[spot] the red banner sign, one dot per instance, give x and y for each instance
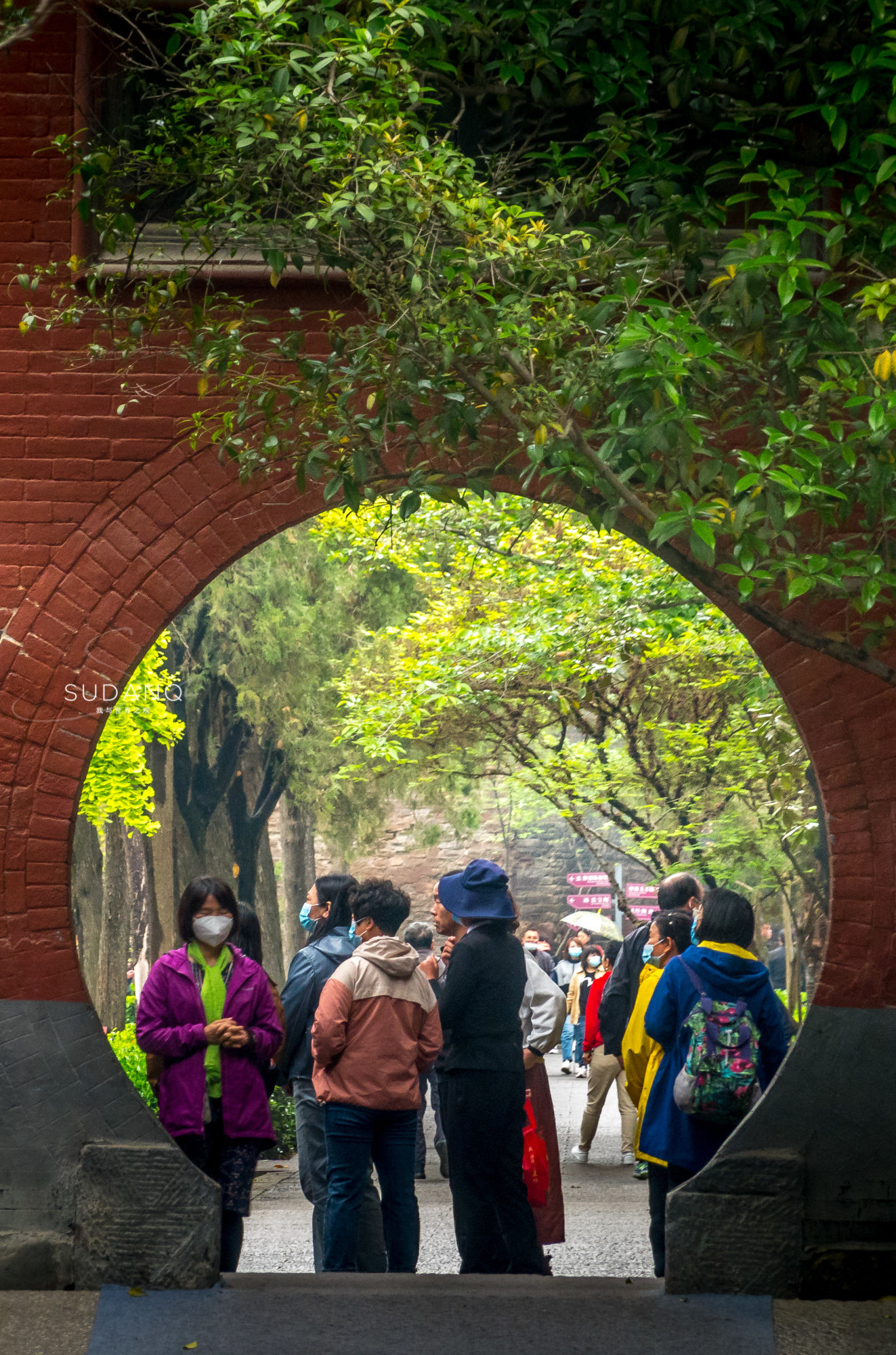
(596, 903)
* * *
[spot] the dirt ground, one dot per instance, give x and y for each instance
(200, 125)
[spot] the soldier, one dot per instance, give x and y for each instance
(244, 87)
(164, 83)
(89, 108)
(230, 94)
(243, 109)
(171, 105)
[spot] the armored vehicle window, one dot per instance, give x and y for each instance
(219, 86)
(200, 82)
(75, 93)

- Exercise description -
Return each line of the data above that contains the string "give". Treat uppercase and lowercase letters as different.

- Answer for the task -
[spot] the red banner sign, one dot per instance, give x and y for each instance
[spot] the dirt ground, one dot per instance, give x and y for each instance
[spot] the soldier, one dot per instance, give x and y for each instance
[spot] the armored vehicle window, one dot per instance, give x and y for each instance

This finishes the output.